## EXERCISE DETAILS:
Starting with the line that contains "the horse's head" and going on through the end of the data, reproduce only those lines, every one of them, multiplying each coordinate in the answers by 1.05 and rounding to whole numbers, with halves rounded up.

## TASK MATERIAL:
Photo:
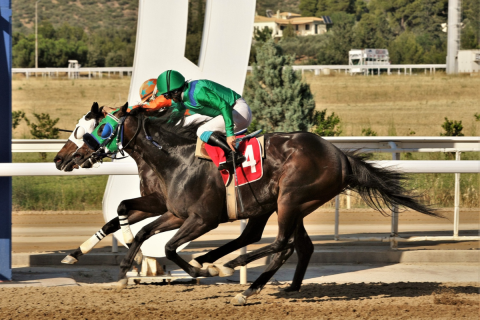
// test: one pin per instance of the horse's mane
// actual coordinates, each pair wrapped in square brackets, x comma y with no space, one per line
[172,122]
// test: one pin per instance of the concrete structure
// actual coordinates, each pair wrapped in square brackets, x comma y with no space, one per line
[5,142]
[303,26]
[453,35]
[468,61]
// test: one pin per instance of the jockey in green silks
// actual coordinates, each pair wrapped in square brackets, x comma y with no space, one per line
[224,110]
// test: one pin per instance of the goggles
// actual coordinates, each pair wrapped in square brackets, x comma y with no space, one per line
[83,127]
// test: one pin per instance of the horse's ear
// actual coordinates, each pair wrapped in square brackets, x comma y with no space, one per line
[124,108]
[94,109]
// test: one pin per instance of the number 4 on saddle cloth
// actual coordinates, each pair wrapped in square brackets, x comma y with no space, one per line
[251,170]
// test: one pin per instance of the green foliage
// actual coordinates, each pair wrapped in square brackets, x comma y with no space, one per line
[279,99]
[368,132]
[405,49]
[194,29]
[289,32]
[452,128]
[308,8]
[17,116]
[326,126]
[262,35]
[45,129]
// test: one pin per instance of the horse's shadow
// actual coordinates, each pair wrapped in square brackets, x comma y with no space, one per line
[314,292]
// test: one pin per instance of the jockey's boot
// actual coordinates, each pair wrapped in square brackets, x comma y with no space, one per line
[219,141]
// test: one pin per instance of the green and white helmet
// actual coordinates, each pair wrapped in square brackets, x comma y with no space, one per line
[168,81]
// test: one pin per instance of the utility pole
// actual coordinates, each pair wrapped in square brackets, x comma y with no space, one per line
[36,34]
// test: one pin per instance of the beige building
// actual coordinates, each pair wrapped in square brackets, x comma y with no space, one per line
[303,26]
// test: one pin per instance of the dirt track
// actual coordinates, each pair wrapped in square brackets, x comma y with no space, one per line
[315,301]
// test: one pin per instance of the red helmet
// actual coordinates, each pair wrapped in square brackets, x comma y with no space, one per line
[147,88]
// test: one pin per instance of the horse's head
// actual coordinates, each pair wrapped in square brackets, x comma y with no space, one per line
[64,160]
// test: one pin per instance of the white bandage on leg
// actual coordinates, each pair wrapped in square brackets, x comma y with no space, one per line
[88,245]
[127,233]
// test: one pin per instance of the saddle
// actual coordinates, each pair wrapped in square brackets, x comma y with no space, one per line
[245,174]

## FINISHED ANSWER:
// test: one pin per instance of the horse's head
// actual coordinates, each pair wrapped in square brackets, x comma y with no space, one per line
[67,168]
// test: one pin per instance of the white bandage on leg
// actual coordinates, each pair wrapped in square brackets, x comma y with no space, one per line
[92,257]
[133,245]
// test: one pin per instance of the saddle
// actual coordinates, each pair wrapped in square brackets, x comma y with no space, one per line
[257,183]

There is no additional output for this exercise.